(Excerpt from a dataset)
▬▬▬▬▬▬

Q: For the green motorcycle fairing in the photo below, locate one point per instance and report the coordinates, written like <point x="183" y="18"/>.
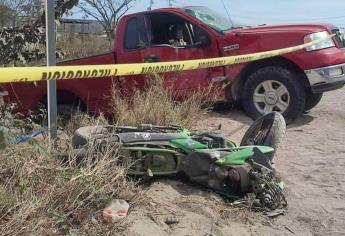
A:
<point x="242" y="154"/>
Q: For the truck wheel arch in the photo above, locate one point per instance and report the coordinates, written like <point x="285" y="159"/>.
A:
<point x="65" y="97"/>
<point x="237" y="84"/>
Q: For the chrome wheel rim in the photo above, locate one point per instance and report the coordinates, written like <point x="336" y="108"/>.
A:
<point x="271" y="95"/>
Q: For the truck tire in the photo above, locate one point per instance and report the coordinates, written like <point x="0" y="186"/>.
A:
<point x="312" y="100"/>
<point x="268" y="130"/>
<point x="271" y="89"/>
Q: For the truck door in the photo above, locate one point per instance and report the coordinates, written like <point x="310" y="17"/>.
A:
<point x="172" y="38"/>
<point x="131" y="47"/>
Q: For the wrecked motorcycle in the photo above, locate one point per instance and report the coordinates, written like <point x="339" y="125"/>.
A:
<point x="205" y="158"/>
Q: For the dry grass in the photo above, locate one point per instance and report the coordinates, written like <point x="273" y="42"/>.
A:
<point x="40" y="194"/>
<point x="156" y="105"/>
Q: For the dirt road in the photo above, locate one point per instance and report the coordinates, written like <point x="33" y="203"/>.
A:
<point x="311" y="161"/>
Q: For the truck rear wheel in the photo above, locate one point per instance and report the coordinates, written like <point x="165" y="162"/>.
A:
<point x="273" y="89"/>
<point x="312" y="100"/>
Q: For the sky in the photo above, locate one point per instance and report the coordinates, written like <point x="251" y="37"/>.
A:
<point x="255" y="12"/>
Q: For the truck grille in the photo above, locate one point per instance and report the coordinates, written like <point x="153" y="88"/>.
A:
<point x="339" y="37"/>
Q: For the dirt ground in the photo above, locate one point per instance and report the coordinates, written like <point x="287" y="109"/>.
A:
<point x="311" y="161"/>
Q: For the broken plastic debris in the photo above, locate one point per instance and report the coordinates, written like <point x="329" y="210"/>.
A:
<point x="116" y="210"/>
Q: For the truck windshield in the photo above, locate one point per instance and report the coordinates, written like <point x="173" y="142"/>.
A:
<point x="210" y="17"/>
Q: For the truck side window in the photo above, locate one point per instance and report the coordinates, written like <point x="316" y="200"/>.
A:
<point x="136" y="34"/>
<point x="172" y="30"/>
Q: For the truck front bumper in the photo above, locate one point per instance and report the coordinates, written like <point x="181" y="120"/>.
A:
<point x="326" y="78"/>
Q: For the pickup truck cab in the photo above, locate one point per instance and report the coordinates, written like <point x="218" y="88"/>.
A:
<point x="290" y="83"/>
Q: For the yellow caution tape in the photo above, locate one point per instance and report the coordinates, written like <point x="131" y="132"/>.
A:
<point x="28" y="74"/>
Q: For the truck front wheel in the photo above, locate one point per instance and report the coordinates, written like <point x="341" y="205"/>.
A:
<point x="273" y="89"/>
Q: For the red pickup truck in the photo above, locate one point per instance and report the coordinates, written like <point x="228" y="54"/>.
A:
<point x="290" y="83"/>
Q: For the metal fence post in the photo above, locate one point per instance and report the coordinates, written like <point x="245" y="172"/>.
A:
<point x="51" y="61"/>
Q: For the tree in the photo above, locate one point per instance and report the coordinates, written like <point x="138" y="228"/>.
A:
<point x="106" y="12"/>
<point x="25" y="43"/>
<point x="5" y="13"/>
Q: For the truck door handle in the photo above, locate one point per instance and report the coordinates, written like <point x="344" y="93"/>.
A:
<point x="152" y="58"/>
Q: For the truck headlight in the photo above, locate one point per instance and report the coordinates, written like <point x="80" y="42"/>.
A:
<point x="328" y="43"/>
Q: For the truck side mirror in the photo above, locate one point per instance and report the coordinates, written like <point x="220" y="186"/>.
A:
<point x="204" y="41"/>
<point x="202" y="38"/>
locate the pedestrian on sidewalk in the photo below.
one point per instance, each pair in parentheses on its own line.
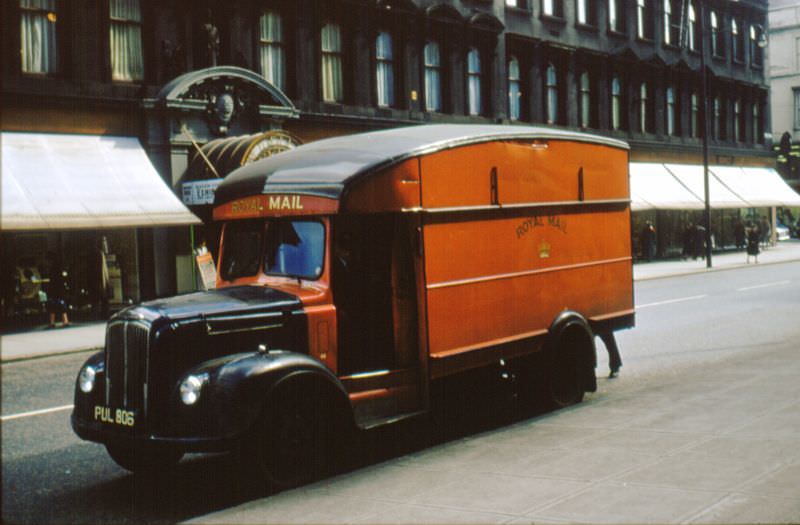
(648,240)
(753,239)
(688,241)
(614,359)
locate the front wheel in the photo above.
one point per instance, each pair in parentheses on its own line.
(292,443)
(144,458)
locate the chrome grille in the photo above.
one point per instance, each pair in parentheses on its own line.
(127,354)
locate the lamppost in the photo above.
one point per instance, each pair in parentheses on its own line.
(761,43)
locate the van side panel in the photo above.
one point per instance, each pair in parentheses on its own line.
(526,171)
(497,275)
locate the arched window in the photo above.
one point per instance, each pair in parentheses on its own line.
(384,69)
(474,81)
(270,48)
(585,100)
(616,103)
(514,89)
(331,45)
(551,90)
(433,77)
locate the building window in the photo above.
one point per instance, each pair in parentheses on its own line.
(331,45)
(514,89)
(695,116)
(551,97)
(270,43)
(738,121)
(616,103)
(38,36)
(644,19)
(474,82)
(758,135)
(433,77)
(587,14)
(756,52)
(672,23)
(644,113)
(616,15)
(585,100)
(671,123)
(127,62)
(719,119)
(797,109)
(717,42)
(384,69)
(692,35)
(737,41)
(553,8)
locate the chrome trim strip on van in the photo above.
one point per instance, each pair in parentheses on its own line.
(514,206)
(501,276)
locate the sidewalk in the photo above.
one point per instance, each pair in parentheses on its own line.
(44,342)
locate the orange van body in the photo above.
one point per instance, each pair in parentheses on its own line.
(482,239)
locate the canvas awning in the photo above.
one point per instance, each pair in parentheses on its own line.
(56,182)
(654,187)
(681,187)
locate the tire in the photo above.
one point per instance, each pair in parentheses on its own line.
(292,443)
(145,458)
(565,364)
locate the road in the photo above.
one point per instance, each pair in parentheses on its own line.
(695,368)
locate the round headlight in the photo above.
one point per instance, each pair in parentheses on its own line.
(86,379)
(190,389)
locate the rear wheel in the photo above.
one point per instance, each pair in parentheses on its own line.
(144,458)
(564,385)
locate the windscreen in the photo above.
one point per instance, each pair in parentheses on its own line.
(284,247)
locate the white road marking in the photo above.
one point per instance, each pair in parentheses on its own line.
(36,412)
(778,283)
(670,301)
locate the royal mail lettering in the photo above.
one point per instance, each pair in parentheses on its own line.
(285,202)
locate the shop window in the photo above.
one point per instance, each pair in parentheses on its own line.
(616,16)
(331,46)
(616,103)
(271,52)
(587,12)
(433,77)
(644,19)
(551,95)
(474,80)
(38,36)
(514,89)
(125,40)
(554,8)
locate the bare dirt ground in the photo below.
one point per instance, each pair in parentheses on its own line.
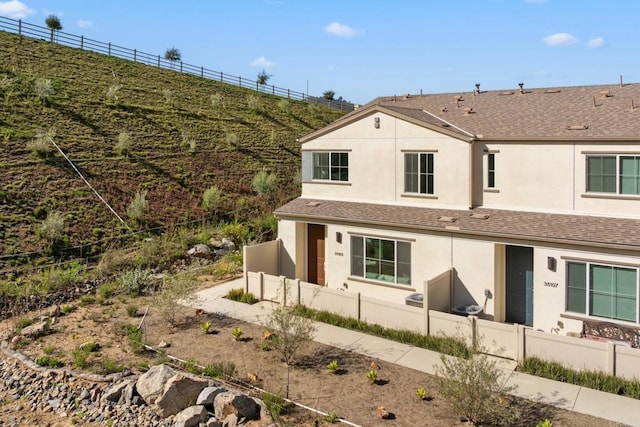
(349,393)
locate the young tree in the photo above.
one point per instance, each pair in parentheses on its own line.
(173,55)
(329,95)
(54,24)
(290,332)
(263,78)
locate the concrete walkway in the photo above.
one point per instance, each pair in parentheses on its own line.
(566,396)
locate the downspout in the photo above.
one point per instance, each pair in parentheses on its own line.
(471,140)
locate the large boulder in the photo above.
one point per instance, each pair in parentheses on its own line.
(179,393)
(150,385)
(191,416)
(208,395)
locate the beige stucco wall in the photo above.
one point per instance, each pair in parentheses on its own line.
(376,164)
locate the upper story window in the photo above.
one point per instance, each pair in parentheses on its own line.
(331,166)
(418,173)
(603,291)
(491,170)
(381,259)
(618,174)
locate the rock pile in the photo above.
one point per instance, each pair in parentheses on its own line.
(160,397)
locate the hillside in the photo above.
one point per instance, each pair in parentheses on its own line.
(186,134)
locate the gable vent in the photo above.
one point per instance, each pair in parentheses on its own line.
(479,216)
(447,219)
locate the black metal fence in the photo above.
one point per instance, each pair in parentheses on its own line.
(80,42)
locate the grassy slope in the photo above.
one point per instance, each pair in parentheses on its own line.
(87,127)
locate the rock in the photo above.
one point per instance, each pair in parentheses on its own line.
(36,330)
(200,251)
(191,416)
(208,395)
(383,414)
(179,393)
(234,403)
(150,385)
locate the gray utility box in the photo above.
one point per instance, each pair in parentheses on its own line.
(467,310)
(416,300)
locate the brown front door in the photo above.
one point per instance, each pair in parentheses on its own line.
(315,254)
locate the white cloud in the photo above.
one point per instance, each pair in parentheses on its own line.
(262,62)
(340,30)
(15,9)
(596,42)
(83,23)
(50,12)
(560,39)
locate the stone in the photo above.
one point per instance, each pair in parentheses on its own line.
(208,395)
(179,392)
(234,403)
(191,416)
(150,385)
(36,330)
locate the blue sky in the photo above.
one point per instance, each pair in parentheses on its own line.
(362,49)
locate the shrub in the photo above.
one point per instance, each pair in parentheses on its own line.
(44,90)
(138,206)
(49,362)
(274,404)
(475,387)
(123,144)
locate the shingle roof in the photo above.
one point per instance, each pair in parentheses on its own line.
(621,233)
(578,112)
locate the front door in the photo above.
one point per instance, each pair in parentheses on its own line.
(519,285)
(315,254)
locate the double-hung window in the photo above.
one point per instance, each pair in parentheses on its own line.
(331,166)
(618,174)
(381,259)
(418,173)
(603,291)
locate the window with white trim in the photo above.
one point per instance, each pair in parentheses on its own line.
(418,173)
(601,290)
(618,174)
(381,259)
(331,166)
(491,170)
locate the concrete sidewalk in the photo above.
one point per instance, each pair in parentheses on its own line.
(562,395)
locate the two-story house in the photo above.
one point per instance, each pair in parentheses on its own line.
(530,196)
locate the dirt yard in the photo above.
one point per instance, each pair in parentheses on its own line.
(348,393)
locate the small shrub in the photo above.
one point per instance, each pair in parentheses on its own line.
(49,362)
(123,144)
(421,393)
(67,309)
(274,403)
(237,333)
(332,417)
(205,327)
(110,366)
(132,310)
(191,366)
(372,376)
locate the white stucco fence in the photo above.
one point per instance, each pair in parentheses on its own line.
(501,339)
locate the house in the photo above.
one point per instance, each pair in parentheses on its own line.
(530,197)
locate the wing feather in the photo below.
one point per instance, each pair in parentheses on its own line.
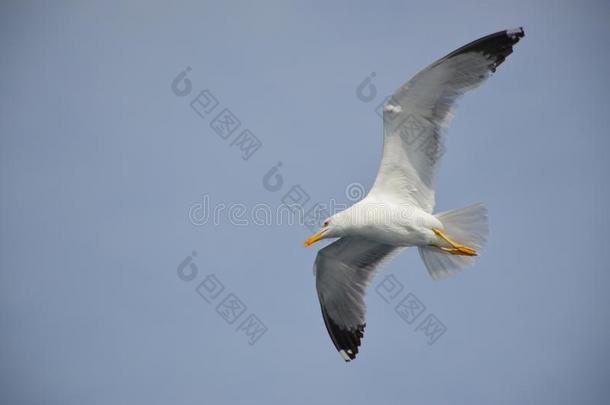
(417,115)
(343,271)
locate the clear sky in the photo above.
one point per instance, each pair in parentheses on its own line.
(102,158)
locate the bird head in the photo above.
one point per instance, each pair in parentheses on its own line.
(328,230)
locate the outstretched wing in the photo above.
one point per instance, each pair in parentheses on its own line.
(343,271)
(419,112)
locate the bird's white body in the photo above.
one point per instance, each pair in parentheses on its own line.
(390,222)
(398,211)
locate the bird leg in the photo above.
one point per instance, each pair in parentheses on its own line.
(456,248)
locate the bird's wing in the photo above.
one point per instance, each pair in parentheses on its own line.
(418,113)
(343,271)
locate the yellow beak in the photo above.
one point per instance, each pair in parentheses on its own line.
(314,238)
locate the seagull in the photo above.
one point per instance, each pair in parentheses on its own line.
(398,210)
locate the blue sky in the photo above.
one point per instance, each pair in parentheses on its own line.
(100,163)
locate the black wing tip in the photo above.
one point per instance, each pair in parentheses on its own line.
(346,341)
(496,46)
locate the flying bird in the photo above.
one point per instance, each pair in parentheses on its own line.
(398,210)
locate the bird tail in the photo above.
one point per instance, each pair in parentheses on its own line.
(467,226)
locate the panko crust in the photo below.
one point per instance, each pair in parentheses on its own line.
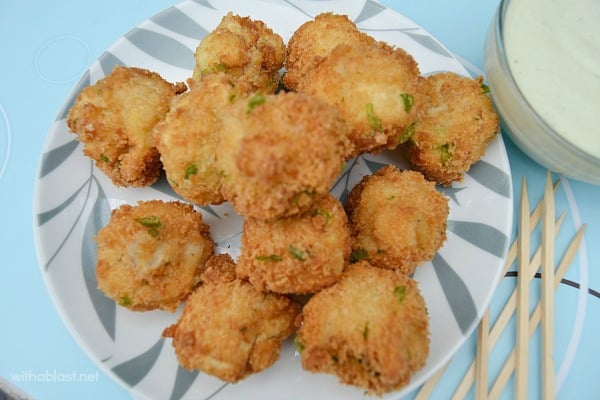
(231,330)
(376,90)
(456,125)
(151,255)
(314,40)
(397,218)
(279,153)
(371,329)
(114,117)
(299,254)
(246,49)
(188,138)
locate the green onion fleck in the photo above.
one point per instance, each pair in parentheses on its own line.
(374,121)
(271,258)
(151,223)
(408,133)
(297,253)
(408,100)
(357,255)
(400,293)
(445,155)
(256,100)
(191,170)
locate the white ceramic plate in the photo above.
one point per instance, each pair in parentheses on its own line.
(73,200)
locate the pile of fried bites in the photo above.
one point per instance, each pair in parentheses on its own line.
(273,147)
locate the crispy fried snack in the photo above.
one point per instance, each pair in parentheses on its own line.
(375,88)
(243,48)
(280,152)
(151,255)
(398,219)
(114,118)
(299,254)
(314,40)
(371,329)
(188,138)
(230,330)
(455,127)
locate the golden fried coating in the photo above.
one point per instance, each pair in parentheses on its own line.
(151,255)
(243,48)
(280,152)
(299,254)
(456,125)
(375,88)
(314,40)
(218,268)
(371,329)
(231,330)
(188,137)
(114,118)
(398,219)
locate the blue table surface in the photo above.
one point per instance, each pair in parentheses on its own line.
(36,348)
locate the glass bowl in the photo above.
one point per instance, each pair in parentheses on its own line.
(526,128)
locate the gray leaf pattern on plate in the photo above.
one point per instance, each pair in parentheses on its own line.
(135,369)
(456,292)
(105,307)
(484,236)
(176,21)
(162,48)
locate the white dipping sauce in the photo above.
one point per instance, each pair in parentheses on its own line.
(553,51)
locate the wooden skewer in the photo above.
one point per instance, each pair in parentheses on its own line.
(481,360)
(503,318)
(547,301)
(508,310)
(522,345)
(509,365)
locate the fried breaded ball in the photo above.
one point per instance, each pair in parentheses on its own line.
(314,40)
(188,137)
(231,330)
(456,125)
(114,119)
(299,254)
(375,88)
(151,255)
(280,152)
(245,49)
(371,329)
(398,219)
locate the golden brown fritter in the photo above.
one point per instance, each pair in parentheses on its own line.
(243,48)
(218,268)
(188,138)
(151,255)
(371,329)
(314,40)
(279,152)
(114,119)
(299,254)
(375,88)
(231,330)
(455,127)
(398,219)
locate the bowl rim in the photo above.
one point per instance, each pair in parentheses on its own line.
(578,151)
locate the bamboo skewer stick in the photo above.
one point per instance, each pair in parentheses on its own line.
(509,365)
(547,298)
(522,345)
(508,310)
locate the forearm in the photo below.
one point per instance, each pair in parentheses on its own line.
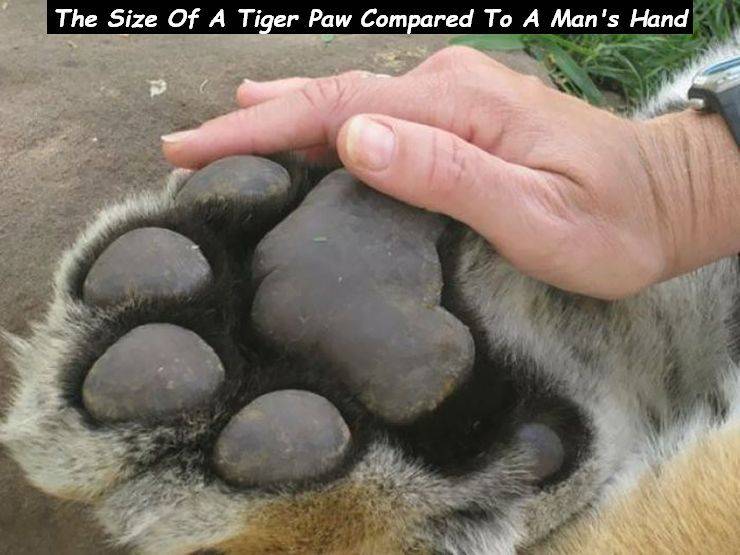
(694,168)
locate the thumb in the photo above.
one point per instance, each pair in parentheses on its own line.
(436,170)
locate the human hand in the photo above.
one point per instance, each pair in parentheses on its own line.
(570,194)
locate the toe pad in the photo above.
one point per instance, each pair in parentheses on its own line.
(154,372)
(147,263)
(286,435)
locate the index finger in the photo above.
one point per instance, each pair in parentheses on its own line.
(308,117)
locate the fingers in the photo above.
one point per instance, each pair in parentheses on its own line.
(250,93)
(308,117)
(436,170)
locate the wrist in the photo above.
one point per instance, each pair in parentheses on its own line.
(692,165)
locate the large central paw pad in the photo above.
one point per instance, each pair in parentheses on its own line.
(240,347)
(355,278)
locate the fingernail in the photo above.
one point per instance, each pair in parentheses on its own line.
(179,136)
(370,144)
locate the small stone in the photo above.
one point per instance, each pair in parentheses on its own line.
(147,263)
(283,436)
(256,181)
(154,372)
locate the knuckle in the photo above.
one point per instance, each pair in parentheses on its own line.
(331,94)
(448,58)
(450,166)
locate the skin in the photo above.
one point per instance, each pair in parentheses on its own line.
(570,194)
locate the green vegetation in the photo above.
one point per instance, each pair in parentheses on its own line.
(630,65)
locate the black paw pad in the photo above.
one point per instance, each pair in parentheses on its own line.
(284,436)
(149,262)
(250,180)
(355,277)
(154,372)
(546,446)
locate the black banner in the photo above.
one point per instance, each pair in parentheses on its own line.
(170,17)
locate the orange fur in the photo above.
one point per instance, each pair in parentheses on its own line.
(344,519)
(690,505)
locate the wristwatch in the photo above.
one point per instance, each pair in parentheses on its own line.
(717,89)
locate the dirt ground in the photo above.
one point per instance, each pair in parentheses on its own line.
(78,128)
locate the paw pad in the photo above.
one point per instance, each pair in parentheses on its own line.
(284,436)
(355,276)
(247,179)
(227,339)
(147,263)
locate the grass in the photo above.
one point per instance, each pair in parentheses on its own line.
(631,65)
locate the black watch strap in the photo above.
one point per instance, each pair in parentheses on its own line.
(726,103)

▬▬▬▬▬▬

Starting from the line containing "locate the wristwatch in the photo above.", repeat each line through the end of the entries, exactly.

locate the wristwatch in the photo above.
one point per instance, each pair in parentheses on its own line.
(717,89)
locate the dirt ground in the photo above.
one point per instance, each pair in parentheses on its own line.
(78,128)
locate the paw pad in the photo above.
one point per instance, each pair in parentheses on its own line.
(284,436)
(355,276)
(247,179)
(227,339)
(147,263)
locate the grass in the photo above.
one point per instance, each pair in parentheses on its own line.
(631,65)
locate the black watch strap in the photo above.
one point per instance, each pair in parentheses on its own line.
(726,103)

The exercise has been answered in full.